-- Begin --

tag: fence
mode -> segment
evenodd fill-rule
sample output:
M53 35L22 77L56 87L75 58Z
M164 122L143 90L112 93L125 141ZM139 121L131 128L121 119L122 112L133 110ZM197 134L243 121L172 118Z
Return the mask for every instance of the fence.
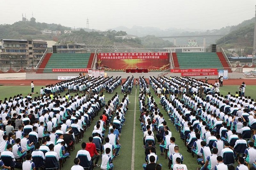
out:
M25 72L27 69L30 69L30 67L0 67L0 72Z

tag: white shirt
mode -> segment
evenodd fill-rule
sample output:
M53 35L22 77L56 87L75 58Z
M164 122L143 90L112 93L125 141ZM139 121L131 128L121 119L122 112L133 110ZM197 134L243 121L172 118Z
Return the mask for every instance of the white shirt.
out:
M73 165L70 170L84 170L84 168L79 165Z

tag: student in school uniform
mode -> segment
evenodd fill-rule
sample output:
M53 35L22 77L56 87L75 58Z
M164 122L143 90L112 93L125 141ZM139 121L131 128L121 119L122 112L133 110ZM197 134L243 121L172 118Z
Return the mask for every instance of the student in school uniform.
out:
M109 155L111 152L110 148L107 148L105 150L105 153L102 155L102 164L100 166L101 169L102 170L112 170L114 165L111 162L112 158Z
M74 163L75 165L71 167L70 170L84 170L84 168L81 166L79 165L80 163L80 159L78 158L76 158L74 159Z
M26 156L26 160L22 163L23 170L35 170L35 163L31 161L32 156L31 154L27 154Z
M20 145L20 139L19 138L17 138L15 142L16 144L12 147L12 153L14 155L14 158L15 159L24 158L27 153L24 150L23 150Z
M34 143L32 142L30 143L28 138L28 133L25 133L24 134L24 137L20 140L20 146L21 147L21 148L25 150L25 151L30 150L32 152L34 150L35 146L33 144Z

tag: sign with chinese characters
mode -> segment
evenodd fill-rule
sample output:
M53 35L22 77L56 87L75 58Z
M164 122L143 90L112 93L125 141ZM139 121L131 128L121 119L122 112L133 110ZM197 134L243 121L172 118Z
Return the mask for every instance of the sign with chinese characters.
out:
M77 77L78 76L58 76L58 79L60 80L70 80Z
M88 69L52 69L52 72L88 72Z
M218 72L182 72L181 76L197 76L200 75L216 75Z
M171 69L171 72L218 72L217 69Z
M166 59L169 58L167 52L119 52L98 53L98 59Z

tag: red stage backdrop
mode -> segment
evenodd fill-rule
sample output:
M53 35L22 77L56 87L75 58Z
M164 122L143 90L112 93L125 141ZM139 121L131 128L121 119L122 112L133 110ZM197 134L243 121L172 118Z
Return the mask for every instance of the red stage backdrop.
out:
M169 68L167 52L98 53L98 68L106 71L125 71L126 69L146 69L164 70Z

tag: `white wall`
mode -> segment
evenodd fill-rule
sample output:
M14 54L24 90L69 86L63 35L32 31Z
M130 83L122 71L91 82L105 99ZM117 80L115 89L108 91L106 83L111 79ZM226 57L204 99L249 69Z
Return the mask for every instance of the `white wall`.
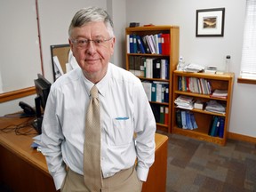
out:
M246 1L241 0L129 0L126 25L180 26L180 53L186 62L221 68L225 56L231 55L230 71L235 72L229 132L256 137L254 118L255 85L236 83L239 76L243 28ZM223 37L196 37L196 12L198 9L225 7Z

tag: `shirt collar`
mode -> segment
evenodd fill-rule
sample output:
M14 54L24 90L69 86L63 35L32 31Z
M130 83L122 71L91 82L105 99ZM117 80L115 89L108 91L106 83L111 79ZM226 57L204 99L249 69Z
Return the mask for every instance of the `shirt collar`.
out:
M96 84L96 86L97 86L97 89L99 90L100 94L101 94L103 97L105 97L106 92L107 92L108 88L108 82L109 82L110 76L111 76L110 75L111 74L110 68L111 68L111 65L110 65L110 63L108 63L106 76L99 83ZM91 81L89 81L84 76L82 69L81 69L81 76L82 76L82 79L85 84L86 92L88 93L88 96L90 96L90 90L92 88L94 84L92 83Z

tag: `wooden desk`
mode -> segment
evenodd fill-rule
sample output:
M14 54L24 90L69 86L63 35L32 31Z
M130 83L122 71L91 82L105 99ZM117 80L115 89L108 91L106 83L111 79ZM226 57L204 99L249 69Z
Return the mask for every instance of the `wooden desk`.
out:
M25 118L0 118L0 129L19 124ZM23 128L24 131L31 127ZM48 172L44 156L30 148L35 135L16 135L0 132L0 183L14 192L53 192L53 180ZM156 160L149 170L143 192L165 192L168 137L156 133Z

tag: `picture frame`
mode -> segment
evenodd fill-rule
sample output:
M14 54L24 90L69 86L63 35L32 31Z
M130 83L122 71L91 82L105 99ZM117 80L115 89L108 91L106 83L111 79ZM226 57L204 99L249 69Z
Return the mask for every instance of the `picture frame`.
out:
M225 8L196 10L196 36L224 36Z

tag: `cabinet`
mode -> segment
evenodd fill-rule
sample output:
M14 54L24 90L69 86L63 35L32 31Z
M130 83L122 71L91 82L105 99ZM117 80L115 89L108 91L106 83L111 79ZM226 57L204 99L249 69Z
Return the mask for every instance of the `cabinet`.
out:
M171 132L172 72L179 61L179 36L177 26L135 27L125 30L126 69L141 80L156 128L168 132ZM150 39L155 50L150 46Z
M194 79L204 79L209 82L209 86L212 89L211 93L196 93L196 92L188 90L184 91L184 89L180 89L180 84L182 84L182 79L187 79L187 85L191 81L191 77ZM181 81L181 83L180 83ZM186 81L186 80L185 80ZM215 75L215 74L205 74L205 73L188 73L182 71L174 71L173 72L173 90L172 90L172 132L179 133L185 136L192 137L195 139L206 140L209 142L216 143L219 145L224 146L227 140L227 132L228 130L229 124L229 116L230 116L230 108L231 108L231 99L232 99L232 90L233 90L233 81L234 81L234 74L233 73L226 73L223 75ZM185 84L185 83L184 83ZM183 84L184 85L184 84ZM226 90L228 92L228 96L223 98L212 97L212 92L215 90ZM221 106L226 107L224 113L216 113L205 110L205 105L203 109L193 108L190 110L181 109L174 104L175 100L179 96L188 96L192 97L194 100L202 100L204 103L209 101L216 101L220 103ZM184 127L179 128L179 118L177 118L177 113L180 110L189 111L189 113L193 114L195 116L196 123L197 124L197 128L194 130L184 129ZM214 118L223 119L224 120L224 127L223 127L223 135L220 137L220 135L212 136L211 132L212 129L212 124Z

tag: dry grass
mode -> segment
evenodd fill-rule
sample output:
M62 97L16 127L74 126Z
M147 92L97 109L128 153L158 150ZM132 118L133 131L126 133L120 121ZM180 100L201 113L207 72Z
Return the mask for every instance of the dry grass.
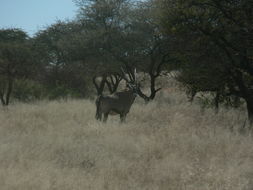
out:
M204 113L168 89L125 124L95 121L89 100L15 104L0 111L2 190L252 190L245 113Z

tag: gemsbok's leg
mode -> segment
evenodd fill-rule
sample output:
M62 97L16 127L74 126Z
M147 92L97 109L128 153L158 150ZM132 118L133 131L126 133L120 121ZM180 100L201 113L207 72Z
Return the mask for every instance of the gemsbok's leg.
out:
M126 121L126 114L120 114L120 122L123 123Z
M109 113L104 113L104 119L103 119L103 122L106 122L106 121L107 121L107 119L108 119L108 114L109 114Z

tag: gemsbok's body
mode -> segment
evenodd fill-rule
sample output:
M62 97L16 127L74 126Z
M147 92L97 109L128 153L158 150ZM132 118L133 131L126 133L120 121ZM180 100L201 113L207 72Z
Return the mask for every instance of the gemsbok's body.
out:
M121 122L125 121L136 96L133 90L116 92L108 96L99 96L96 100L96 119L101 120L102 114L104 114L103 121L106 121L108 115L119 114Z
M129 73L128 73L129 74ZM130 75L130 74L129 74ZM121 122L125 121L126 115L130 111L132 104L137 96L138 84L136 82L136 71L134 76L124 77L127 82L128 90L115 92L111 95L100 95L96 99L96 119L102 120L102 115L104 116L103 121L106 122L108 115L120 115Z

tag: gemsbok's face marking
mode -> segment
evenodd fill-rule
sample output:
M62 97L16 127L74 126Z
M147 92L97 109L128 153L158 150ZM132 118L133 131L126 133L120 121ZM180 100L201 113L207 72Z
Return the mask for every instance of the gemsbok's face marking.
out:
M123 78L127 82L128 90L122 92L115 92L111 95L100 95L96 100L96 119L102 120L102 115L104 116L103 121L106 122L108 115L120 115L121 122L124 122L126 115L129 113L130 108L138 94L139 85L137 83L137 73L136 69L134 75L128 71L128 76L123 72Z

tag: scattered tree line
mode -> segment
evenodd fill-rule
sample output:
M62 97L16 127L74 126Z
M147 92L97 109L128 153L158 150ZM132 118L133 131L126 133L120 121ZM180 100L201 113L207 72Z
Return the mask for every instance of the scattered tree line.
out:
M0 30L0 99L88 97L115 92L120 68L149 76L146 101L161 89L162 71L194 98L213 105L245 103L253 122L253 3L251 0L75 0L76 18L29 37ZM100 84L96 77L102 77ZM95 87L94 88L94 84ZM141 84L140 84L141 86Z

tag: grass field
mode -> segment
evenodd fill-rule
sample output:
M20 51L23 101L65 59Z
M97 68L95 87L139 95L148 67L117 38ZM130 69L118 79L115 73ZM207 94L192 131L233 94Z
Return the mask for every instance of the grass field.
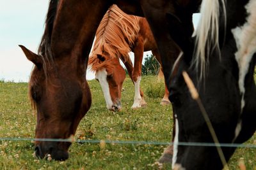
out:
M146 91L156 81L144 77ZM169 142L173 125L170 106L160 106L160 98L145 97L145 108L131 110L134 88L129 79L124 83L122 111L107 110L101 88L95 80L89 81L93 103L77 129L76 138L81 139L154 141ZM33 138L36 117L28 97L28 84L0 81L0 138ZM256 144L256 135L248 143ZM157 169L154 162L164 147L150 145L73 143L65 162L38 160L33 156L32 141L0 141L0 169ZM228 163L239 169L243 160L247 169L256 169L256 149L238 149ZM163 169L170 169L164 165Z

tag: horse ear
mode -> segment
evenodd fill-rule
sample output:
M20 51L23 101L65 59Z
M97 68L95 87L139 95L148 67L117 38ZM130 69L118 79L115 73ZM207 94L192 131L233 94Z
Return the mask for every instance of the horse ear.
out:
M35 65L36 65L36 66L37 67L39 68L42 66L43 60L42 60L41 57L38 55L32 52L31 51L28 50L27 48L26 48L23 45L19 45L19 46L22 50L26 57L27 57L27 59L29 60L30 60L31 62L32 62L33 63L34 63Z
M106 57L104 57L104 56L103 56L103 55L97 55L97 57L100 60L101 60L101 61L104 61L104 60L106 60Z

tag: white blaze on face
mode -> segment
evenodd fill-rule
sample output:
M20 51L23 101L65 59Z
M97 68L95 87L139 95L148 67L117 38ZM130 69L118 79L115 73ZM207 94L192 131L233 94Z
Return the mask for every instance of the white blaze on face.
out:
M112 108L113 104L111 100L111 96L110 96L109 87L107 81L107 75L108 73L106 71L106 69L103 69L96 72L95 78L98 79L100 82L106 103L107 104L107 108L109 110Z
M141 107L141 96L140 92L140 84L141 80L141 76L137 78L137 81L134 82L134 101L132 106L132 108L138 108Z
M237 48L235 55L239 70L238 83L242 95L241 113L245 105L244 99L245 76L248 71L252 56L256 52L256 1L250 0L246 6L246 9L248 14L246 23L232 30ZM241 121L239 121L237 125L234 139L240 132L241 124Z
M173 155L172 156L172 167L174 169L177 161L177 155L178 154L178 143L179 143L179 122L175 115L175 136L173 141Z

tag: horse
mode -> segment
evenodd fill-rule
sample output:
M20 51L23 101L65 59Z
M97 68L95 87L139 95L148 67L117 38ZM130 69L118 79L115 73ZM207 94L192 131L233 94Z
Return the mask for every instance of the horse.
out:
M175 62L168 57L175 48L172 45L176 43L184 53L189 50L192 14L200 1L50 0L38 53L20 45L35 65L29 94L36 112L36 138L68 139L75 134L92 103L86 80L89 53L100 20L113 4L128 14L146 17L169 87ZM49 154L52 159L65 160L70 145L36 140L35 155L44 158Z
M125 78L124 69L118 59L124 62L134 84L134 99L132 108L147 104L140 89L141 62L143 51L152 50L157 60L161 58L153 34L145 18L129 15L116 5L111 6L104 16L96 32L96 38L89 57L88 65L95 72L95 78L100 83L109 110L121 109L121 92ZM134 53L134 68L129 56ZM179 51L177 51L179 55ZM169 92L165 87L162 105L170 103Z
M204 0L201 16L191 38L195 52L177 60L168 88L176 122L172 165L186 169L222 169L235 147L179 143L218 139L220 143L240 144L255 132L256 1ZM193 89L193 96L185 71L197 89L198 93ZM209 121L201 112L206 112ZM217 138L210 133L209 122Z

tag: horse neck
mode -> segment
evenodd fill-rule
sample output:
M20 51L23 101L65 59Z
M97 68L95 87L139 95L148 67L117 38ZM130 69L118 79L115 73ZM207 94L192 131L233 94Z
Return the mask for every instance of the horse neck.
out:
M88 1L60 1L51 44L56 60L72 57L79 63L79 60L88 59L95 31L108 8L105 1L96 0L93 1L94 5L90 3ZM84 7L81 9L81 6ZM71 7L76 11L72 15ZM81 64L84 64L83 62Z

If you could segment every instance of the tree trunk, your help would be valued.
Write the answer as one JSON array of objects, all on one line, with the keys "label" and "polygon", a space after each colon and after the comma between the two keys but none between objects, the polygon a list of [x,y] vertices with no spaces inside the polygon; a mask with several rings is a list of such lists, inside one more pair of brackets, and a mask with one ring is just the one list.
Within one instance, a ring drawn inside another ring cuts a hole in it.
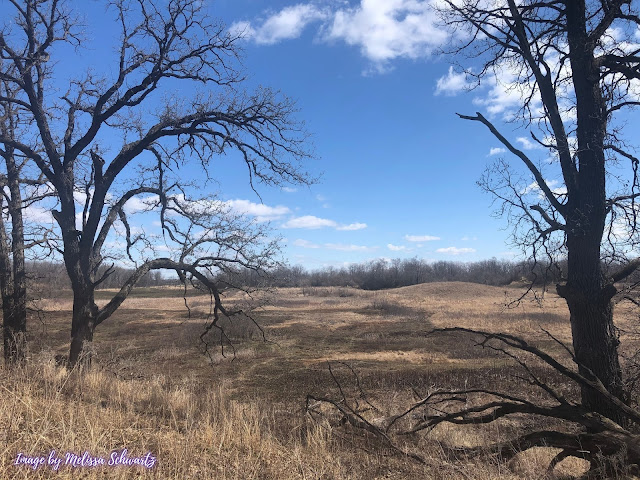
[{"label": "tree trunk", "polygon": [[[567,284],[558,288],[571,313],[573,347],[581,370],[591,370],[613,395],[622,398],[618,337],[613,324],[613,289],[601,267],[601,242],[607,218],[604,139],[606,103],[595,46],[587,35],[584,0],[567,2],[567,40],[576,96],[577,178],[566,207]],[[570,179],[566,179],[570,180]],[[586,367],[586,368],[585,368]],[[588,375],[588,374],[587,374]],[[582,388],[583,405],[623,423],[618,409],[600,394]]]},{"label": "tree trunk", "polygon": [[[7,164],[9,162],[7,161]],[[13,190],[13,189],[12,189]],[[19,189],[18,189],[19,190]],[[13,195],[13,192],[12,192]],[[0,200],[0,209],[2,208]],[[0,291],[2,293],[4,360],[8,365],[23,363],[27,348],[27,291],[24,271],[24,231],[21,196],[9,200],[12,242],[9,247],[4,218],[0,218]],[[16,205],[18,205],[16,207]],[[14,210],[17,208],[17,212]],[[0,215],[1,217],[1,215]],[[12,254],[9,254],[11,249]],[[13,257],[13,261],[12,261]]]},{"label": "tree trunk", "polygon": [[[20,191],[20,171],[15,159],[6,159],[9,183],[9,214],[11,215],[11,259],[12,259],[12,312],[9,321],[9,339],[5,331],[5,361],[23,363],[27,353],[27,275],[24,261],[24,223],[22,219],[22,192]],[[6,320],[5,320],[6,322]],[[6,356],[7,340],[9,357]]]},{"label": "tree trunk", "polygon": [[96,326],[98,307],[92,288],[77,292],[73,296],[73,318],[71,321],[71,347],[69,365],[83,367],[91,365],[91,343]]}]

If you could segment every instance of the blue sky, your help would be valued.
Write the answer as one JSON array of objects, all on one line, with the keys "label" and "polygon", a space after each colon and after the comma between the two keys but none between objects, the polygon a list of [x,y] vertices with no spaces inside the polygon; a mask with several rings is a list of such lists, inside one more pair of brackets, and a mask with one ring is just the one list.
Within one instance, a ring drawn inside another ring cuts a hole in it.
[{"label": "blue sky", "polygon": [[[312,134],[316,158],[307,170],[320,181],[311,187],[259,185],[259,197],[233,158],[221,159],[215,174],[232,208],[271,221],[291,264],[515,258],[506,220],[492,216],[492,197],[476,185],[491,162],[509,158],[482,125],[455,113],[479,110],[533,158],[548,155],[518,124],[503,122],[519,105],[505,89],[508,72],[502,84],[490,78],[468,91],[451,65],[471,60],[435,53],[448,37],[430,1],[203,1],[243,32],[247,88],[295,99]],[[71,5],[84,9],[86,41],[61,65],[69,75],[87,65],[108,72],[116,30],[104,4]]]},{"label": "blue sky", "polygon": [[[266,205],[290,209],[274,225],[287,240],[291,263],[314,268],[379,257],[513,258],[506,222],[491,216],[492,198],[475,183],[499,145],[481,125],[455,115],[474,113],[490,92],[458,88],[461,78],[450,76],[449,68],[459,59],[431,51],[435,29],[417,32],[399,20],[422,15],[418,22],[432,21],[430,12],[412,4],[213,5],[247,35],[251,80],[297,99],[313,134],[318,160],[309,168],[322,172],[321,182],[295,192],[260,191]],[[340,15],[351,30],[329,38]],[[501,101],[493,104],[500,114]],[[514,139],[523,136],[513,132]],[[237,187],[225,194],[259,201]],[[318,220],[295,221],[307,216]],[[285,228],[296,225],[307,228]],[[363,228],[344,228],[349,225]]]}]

-- End --

### [Prompt]
Please copy out the records from their first line through the line containing "M25 72L27 69L30 69L30 67L0 67L0 72Z", including both ends, and leave the pictures out of your copy.

### [Result for this task]
tag: fence
mode -> segment
evenodd fill-rule
sample output:
M53 35L22 77L56 87L75 58Z
M164 122L143 90L112 93L125 141ZM139 121L131 128L121 119L122 112L133 110ZM197 134L243 121L172 118Z
Return the mask for every instance of the fence.
out:
M25 72L27 69L30 69L30 67L0 67L0 72Z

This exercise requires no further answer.